La historia de los poncheros que se niegan a desaparecer

La historia de los poncheros que se niegan a desaparecer
Foto: Marco Salgado/El Telégrafo
23 de agosto de 2016 - 00:00 - Gabriela Castillo Albuja. Periodista web

Un camino de tierra y enormes rocas conduce a la casa de don Narciso Remache. Al fondo de un conjunto de viviendas de barro y pequeñas escalinatas de piedra está su domicilio, ubicado en Chilibulo, un barrio antiguo del sur de Quito.

Si alguien le busca no será difícil encontrarlo. Solo hay que preguntar: ¿Dónde vive el señor de los ponches? Con seguridad los vendedores de granizados y de chulpi con chochos responderán: “Vive acacito nomás. Salga del Hospital del Sur y vaya rectito dos cuadras, como yendo al norte, de ahí sube otras dos calles. Pero vaya ahorita mismo, que ya mismo sale a vender”.

Dicho y hecho. A las 08:00 del pasado martes, tres cochecitos con ponches estaban apilados al pie de su casa. 10 minutos antes de salir, don Narciso se sirvió el desayuno: una taza con café, pan y un huevo frito. Arregló su oscura cabellera con su diminuta peinilla y se colocó un impecable delantal blanco. Su gorrito de marinero completó el uniforme que distingue a los vendedores de ponche, una tradicional bebida dulce y espumosa que se consume en la capital desde 1904.

Esa mañana, Narciso salió con Jorge Saeza, cuñado y ‘colega’, quien vende ponche desde hace 18 años. A ellos se unió José Gamara, su primo, quien ha hecho el mismo recorrido por una década. El ‘Trío de Poncheros’ -así se les conoce en el barrio- salió para su habitual caminata por las sofocantes calles quiteñas.

Cada uno lleva un coche de madera con vasos y cucharas de plástico; lo más pesado es un cilindro de 50 libras que tiene un dispensador con el elixir. Las suelas de sus zapatos son testigos de las largas caminatas que duran hasta 12 horas diarias. Ellos estiman que en ese lapso recorren alrededor de 40 kilómetros. “Nos gusta vender un producto rico y sano —dicen— para mantener a nuestras familias”.

Estos tres hombres, oriundos de Chimborazo, como muchos otros, vinieron a la capital a probar suerte. Al menos eso lo ha intentado Narciso. Este hombre de 50 años, de estatura pequeña y ‘tiznado’ por el sol, es padre de tres hijos. Su esposa, Martina Yuquilema, vive en Riobamba y trabaja la tierra en una finca familiar. En 1998, Narciso decidió venir a la capital, luego de que su suegro, Manuel Antonio Saeza, le propusiera este empleo.

“Te va a ir bien porque los ponches se venden”, le recomendó su pariente político. Eso fue suficiente para armar sus maletas. A las tres semanas aprendió a servirlo.

Prepararlo no solo es parte de su jornada; es todo un ritual para él, tal como lo confiesa Jorge Saeza, quien estudió gastronomía. Narciso se sabe al dedillo la receta.
::::
▶ [INSTRUCCIONES]
¿Podrías escribir la continuación del texto sobre los poncheros de Quito a partir de su última oración?

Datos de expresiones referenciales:
::::
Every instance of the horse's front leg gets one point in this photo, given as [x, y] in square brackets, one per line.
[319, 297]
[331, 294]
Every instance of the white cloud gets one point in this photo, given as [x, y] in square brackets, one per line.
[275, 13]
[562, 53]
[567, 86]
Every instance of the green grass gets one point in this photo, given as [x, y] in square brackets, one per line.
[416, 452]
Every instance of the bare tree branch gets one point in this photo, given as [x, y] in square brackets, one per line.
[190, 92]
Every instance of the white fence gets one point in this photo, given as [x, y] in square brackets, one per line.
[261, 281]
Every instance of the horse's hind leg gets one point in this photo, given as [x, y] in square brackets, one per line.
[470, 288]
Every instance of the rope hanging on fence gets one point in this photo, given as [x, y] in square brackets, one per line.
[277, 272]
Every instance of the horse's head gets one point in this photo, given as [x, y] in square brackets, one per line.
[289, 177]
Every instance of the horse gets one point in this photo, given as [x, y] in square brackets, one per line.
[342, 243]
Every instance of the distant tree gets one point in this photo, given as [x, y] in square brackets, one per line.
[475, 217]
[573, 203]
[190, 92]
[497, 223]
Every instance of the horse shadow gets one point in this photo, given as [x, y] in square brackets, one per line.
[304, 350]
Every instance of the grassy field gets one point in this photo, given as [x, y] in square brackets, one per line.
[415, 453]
::::
▶ [RESPUESTA]
Primero se cocina la maicena con la leche durante 30 minutos, formando una sustancia similar a un engrudo, luego la mezcla sale del fuego para enfriarse y se le añade azúcar, luego se cierne. Después se agregan claras de huevo a punto de nieve y el ingrediente principal: la cerveza de malta. El producto se deposita en el tanque. La presión de la llave le da la textura espumosa, eso atrae a los clientes.

Remigio Calderón, uno de sus compradores, da fe de ello: “Es muy rico y me gusta sentir cómo la espuma se deshace en el paladar”. Por el vaso pagó medio dólar, aunque —recuerda—, cuando estaba en el colegio, el ponche se vendía en fundas de plástico y costaba 150 sucres en ese entonces.... ¡Qué tiempos aquellos!

En la ciudad existen alrededor de 20 poncheros que recorren los sectores más transitados de la ciudad. Ellos están representados por la Asociación de Poncheros La Magolita, que funciona con autogestión. El gremio se reúne en su filial, ubicada en la calle Rocafuerte, en el sector de la Mama Cuchara, en el centro de Quito. Ahí, en una especie de cofradía, los poncheros hablan de sus tareas y vicisitudes. Entre las novedades comentan sobre la modernización de los dispensadores de ponche.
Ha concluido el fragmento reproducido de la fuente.